Retype everything from the line containing "jersey with number" down to the end of the records, including both ends.

RECORDS TO USE:
================================

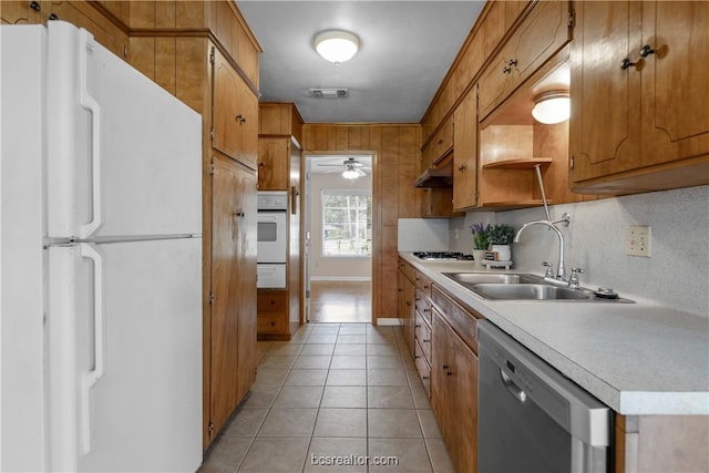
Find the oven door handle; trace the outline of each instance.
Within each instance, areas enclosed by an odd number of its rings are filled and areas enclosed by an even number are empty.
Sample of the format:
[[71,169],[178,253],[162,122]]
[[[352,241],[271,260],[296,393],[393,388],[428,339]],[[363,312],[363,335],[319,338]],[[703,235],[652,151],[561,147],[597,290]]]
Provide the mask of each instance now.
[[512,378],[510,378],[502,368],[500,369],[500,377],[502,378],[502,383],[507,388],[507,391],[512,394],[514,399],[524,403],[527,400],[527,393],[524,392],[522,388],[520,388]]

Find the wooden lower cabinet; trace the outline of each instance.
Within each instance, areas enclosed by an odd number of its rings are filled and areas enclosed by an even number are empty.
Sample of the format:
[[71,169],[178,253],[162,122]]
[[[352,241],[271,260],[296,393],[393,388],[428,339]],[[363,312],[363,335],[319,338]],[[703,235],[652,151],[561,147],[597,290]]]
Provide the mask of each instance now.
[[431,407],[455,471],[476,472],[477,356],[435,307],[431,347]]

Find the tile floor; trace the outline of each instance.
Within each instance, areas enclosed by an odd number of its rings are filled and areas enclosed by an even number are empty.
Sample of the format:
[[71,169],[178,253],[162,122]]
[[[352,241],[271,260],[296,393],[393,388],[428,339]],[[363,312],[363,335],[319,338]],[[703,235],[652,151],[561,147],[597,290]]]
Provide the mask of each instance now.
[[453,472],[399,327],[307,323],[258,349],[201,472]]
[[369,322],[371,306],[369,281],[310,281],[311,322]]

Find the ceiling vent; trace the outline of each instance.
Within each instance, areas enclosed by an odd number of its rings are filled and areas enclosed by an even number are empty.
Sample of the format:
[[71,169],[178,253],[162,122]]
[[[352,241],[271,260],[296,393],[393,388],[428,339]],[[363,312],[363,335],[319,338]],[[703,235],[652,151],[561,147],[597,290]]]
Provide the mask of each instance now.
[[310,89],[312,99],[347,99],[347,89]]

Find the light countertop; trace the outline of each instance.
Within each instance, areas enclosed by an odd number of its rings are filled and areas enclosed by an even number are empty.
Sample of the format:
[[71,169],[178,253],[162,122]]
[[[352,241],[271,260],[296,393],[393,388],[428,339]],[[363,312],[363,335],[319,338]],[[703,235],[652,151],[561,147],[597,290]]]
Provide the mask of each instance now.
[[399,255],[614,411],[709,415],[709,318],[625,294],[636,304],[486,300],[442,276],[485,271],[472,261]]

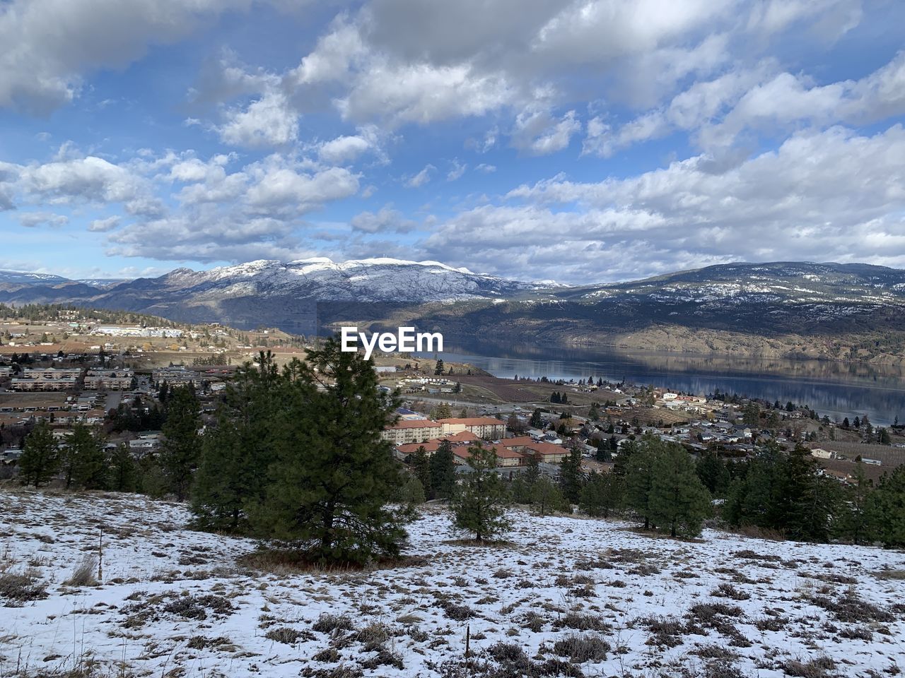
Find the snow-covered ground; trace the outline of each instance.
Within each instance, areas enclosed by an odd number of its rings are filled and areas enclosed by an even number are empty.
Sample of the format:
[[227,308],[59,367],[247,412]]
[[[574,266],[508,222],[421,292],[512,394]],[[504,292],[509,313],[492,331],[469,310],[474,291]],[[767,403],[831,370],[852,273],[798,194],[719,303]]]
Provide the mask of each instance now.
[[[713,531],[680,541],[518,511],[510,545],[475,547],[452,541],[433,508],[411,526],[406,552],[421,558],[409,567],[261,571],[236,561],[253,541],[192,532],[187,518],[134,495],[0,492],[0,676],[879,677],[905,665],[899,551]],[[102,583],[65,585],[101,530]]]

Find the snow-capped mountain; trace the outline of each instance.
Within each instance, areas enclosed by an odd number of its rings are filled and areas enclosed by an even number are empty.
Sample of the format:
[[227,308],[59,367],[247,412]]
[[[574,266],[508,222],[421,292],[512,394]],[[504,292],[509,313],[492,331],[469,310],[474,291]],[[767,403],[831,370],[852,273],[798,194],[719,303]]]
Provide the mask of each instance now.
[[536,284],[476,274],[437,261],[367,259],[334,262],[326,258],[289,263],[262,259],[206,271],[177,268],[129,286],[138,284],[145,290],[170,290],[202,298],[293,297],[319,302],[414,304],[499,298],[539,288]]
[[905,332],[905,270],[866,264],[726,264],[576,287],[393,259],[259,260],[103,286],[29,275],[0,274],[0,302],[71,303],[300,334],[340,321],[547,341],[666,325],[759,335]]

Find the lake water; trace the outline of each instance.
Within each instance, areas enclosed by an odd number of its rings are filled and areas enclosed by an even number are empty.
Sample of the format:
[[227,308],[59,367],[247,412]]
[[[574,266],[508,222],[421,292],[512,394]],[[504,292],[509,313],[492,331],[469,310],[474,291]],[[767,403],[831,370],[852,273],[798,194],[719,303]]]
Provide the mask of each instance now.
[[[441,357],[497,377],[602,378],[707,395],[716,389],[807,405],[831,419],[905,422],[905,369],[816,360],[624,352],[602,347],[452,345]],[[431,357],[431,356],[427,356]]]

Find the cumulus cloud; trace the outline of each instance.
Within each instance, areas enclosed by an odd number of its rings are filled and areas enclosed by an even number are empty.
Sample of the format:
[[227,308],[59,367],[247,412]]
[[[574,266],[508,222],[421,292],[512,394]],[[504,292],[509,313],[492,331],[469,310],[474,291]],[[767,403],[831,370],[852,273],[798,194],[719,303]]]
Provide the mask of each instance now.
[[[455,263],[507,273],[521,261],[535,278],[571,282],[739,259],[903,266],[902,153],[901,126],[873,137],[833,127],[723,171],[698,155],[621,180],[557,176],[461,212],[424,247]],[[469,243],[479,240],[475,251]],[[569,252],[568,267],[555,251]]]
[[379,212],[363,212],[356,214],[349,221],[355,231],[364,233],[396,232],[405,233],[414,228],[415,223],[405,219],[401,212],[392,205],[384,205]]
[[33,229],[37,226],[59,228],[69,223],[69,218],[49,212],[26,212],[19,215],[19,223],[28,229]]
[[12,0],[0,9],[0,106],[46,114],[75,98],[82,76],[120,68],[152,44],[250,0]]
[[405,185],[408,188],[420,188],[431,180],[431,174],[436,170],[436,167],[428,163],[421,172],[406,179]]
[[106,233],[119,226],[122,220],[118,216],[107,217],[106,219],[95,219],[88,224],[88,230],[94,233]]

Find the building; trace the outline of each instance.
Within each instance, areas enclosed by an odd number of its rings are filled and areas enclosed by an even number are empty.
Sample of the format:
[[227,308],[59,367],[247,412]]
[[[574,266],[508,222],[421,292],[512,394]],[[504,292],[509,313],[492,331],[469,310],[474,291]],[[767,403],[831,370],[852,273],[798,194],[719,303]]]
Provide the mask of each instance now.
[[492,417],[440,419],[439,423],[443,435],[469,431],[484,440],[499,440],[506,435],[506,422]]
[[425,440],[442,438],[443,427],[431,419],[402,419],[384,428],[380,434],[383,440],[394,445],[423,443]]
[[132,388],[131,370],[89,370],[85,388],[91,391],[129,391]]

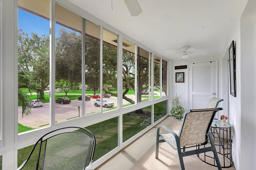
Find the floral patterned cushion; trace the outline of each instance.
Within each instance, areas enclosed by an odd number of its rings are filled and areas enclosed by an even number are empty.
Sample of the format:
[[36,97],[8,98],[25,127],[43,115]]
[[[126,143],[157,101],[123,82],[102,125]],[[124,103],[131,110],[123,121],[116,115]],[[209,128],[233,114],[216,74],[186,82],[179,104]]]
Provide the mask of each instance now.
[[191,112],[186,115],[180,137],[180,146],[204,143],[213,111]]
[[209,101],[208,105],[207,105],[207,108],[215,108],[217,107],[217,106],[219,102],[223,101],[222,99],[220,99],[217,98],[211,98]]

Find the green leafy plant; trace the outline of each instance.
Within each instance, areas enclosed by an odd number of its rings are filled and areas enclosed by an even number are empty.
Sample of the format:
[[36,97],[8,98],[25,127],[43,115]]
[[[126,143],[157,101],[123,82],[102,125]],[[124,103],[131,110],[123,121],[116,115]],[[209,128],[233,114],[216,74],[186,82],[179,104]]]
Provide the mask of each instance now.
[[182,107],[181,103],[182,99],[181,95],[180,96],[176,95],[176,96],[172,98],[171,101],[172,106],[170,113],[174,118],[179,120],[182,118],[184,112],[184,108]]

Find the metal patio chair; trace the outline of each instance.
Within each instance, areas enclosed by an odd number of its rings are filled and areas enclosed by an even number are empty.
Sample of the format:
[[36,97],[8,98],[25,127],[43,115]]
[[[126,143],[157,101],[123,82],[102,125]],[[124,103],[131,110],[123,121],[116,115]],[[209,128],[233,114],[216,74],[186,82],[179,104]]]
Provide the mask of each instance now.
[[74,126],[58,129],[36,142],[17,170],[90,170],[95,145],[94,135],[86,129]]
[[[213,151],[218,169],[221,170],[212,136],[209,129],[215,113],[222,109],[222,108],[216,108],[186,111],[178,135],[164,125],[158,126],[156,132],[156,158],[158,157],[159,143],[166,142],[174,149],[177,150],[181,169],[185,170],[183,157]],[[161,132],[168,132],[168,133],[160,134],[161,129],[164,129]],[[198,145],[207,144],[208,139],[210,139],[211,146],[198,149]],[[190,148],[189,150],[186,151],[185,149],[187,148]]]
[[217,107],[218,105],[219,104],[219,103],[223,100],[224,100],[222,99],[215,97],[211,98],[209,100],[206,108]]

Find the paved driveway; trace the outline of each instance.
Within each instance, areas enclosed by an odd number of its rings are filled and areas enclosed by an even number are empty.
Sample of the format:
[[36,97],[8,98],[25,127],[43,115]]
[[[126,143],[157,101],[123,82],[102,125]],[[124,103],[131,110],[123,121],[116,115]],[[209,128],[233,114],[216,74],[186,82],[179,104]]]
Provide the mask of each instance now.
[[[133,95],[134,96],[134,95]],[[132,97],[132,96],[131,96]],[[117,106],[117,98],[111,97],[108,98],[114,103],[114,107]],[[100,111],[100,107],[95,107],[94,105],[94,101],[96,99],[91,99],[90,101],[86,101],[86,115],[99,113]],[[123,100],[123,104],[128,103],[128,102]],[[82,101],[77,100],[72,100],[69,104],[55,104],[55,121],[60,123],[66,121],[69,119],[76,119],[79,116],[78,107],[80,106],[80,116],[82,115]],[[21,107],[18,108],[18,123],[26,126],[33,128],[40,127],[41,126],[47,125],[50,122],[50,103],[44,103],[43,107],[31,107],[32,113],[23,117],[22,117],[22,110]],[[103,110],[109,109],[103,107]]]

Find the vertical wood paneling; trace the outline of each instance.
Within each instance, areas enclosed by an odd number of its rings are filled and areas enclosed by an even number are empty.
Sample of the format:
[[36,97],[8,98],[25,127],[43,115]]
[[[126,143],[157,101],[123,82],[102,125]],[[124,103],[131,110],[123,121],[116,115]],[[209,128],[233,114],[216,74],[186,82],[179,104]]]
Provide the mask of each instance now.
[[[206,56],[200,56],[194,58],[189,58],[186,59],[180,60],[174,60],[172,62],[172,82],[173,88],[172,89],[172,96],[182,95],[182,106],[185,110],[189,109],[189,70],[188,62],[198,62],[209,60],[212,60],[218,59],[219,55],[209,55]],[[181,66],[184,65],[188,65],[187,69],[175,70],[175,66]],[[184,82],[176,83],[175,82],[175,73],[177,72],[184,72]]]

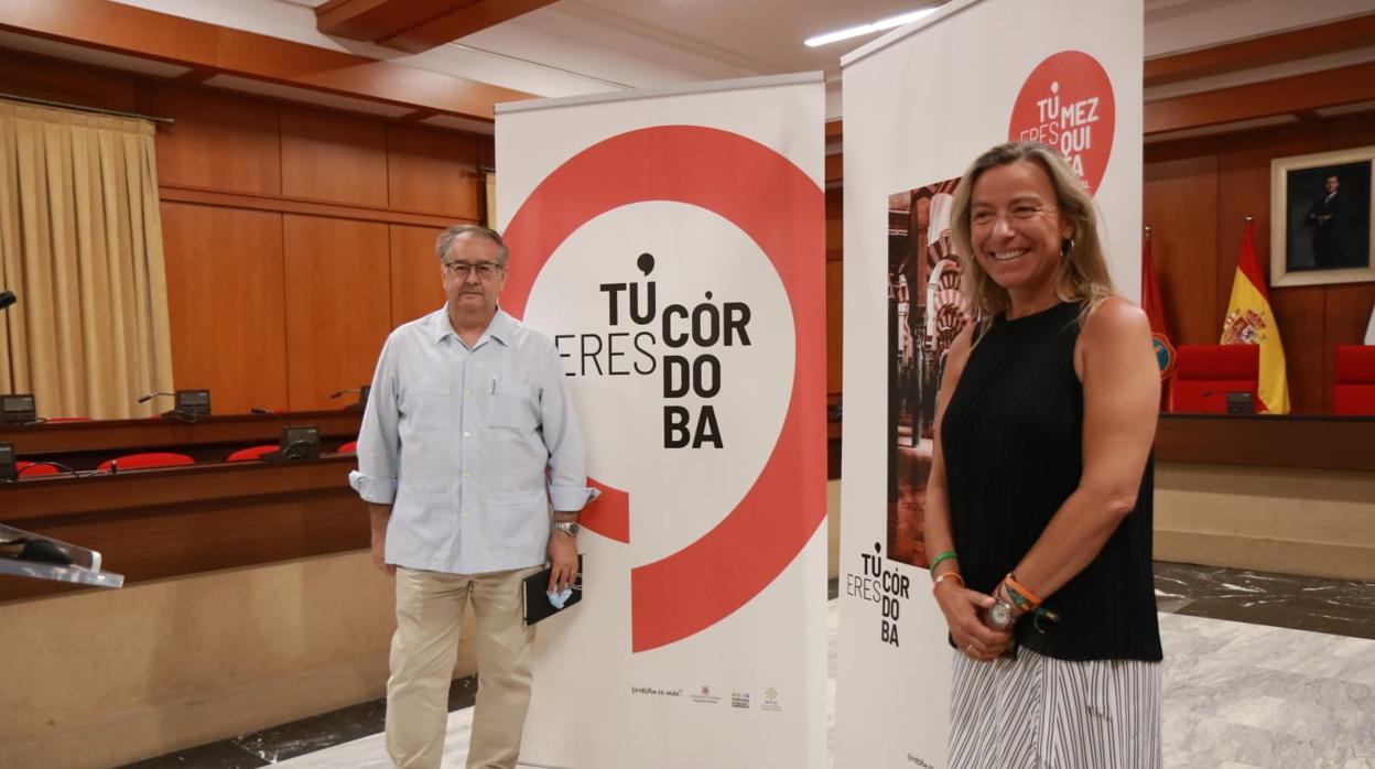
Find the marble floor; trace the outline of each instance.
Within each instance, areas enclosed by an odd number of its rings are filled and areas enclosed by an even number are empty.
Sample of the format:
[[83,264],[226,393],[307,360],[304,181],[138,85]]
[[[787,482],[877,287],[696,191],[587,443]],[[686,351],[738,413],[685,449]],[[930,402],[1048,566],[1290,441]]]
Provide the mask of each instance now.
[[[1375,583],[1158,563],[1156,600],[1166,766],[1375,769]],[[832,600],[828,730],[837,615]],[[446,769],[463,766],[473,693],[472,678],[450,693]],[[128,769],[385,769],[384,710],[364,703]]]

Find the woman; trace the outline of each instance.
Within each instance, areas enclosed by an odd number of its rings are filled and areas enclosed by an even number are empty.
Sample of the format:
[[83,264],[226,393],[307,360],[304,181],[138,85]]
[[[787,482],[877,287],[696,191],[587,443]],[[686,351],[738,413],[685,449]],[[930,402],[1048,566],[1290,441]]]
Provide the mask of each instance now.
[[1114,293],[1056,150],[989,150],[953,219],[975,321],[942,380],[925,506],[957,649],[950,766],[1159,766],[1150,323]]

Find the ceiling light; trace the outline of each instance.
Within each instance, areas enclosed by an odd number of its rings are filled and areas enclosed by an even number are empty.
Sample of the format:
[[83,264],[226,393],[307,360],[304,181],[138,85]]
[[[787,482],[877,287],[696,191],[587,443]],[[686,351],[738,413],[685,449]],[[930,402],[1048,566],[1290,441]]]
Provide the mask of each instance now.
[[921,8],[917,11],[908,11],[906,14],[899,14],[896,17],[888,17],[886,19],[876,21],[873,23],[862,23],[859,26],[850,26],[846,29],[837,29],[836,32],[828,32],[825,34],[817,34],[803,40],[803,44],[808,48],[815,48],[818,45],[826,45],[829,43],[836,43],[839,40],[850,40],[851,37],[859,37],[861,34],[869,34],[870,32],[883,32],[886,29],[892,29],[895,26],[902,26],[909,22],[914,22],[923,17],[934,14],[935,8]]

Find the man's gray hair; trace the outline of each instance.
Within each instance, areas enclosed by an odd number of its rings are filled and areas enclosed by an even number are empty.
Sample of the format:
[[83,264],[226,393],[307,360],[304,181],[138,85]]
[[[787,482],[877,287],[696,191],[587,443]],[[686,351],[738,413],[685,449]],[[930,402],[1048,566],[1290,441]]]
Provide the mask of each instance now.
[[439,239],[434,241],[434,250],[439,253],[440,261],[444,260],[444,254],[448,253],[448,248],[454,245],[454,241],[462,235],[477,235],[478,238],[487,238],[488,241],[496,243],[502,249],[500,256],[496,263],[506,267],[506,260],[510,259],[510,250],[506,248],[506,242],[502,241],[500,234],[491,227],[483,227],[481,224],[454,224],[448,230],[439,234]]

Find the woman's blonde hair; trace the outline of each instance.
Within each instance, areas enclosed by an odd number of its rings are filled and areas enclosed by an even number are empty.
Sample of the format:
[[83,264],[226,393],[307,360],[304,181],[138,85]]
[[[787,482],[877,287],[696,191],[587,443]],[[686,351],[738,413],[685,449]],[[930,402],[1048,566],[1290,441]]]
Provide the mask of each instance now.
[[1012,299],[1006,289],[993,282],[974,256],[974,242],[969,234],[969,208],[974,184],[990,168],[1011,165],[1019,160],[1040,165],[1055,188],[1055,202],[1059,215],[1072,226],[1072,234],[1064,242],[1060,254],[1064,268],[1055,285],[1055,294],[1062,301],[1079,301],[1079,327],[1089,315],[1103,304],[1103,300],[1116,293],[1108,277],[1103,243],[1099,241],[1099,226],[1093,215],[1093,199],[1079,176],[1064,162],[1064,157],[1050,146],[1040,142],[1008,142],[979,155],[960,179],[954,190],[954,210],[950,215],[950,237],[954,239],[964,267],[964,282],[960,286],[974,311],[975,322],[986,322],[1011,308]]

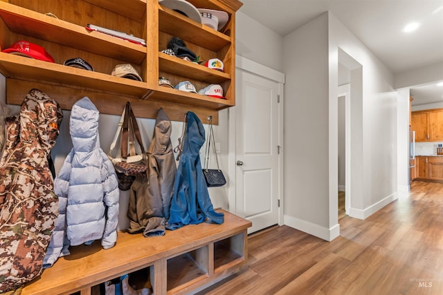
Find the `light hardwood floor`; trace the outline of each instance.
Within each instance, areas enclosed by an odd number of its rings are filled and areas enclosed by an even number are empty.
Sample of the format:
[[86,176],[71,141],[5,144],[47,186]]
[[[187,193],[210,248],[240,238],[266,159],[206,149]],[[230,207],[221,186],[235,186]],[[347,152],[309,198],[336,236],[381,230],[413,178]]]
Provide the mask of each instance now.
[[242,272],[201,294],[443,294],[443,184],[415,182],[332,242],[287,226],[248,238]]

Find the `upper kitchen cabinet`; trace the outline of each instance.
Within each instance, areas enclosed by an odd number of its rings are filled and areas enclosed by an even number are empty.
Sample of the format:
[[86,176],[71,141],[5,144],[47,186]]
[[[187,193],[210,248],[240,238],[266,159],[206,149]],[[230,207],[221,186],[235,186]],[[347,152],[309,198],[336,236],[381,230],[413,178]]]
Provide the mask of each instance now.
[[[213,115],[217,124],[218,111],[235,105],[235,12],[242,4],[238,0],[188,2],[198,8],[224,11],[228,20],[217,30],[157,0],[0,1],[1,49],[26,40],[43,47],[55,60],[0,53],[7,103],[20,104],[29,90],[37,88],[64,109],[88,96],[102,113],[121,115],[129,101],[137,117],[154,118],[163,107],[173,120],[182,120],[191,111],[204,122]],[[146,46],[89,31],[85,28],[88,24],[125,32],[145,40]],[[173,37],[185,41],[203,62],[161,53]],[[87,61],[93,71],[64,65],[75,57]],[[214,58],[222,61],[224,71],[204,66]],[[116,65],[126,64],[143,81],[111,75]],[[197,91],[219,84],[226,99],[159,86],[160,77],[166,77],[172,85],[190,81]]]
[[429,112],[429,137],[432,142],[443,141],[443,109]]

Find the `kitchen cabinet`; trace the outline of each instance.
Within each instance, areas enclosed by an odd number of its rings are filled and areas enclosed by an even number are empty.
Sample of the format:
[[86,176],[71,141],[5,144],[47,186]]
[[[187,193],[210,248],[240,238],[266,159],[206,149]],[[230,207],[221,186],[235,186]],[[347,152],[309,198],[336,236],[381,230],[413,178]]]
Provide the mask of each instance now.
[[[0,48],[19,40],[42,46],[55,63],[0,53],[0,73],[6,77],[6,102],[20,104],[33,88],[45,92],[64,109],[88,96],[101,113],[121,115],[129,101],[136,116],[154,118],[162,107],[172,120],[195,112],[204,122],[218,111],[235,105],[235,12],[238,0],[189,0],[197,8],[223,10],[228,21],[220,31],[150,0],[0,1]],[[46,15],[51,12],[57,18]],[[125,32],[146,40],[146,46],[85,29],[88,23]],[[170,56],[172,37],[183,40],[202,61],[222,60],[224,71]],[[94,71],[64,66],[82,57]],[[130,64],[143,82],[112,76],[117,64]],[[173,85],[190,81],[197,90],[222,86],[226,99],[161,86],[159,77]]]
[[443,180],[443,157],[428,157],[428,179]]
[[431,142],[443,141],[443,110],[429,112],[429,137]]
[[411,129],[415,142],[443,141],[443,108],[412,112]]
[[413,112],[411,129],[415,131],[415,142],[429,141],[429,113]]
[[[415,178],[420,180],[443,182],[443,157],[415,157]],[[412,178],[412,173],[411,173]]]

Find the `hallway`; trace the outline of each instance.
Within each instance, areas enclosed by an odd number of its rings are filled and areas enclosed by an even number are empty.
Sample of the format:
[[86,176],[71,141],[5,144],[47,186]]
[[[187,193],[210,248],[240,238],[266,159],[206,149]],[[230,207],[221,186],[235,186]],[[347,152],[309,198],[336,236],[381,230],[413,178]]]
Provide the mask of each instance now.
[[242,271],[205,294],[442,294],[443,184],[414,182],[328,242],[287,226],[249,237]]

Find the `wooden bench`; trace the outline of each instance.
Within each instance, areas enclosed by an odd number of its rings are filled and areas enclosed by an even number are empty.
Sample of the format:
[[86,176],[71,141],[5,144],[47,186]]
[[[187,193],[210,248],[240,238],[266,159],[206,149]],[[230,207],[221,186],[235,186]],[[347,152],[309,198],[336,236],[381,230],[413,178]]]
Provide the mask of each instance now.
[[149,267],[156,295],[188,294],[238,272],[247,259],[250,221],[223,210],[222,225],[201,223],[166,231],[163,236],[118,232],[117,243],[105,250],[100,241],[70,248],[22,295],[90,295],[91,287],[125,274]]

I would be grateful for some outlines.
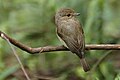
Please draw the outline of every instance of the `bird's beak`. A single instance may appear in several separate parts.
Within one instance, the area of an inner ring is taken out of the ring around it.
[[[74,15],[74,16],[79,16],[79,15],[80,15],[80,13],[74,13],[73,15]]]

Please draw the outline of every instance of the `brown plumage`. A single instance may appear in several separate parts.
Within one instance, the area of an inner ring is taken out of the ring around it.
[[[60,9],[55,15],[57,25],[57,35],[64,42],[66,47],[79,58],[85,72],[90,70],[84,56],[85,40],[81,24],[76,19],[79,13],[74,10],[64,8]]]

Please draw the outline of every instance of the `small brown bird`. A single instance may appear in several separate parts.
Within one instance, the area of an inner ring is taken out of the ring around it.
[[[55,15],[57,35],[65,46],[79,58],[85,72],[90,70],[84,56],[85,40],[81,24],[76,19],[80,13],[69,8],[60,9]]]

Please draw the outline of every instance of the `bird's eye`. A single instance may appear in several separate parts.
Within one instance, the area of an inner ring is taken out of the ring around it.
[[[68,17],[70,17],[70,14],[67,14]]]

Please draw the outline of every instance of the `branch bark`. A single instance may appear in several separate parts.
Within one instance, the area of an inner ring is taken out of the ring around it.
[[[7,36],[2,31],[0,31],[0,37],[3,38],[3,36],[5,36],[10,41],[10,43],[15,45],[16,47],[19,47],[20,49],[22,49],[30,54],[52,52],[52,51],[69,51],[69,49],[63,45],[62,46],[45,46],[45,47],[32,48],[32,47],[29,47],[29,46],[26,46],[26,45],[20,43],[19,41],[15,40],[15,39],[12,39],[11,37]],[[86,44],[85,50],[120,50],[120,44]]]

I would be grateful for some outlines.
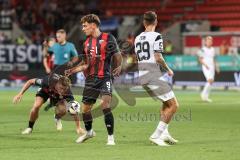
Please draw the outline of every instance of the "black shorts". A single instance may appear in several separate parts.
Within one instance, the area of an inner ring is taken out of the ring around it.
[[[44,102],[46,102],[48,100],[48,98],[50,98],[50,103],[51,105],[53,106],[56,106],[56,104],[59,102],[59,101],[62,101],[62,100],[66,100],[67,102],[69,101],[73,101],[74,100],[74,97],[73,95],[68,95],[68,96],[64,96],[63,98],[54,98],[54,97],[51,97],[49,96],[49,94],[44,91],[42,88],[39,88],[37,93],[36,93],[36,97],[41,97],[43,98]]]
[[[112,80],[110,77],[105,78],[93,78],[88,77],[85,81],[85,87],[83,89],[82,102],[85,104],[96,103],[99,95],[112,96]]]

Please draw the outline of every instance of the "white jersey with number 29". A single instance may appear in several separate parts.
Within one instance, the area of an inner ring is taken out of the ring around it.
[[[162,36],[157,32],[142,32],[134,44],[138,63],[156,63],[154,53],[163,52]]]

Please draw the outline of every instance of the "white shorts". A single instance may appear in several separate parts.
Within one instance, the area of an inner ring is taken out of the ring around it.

================================

REPLY TO THE TASK:
Please draw the outline of every instance of the "white jersey with number 29". A single instance may appear in several separate parts.
Within one instance, the area of an inner ring is taken out of the ring around it.
[[[162,36],[157,32],[142,32],[134,44],[138,63],[156,63],[154,53],[163,52]]]

Please draw the outline of every instance of the "white shorts". A single instance may appear in several separate parts.
Within one instance, the area of an inner ring is taken out of the ring around it.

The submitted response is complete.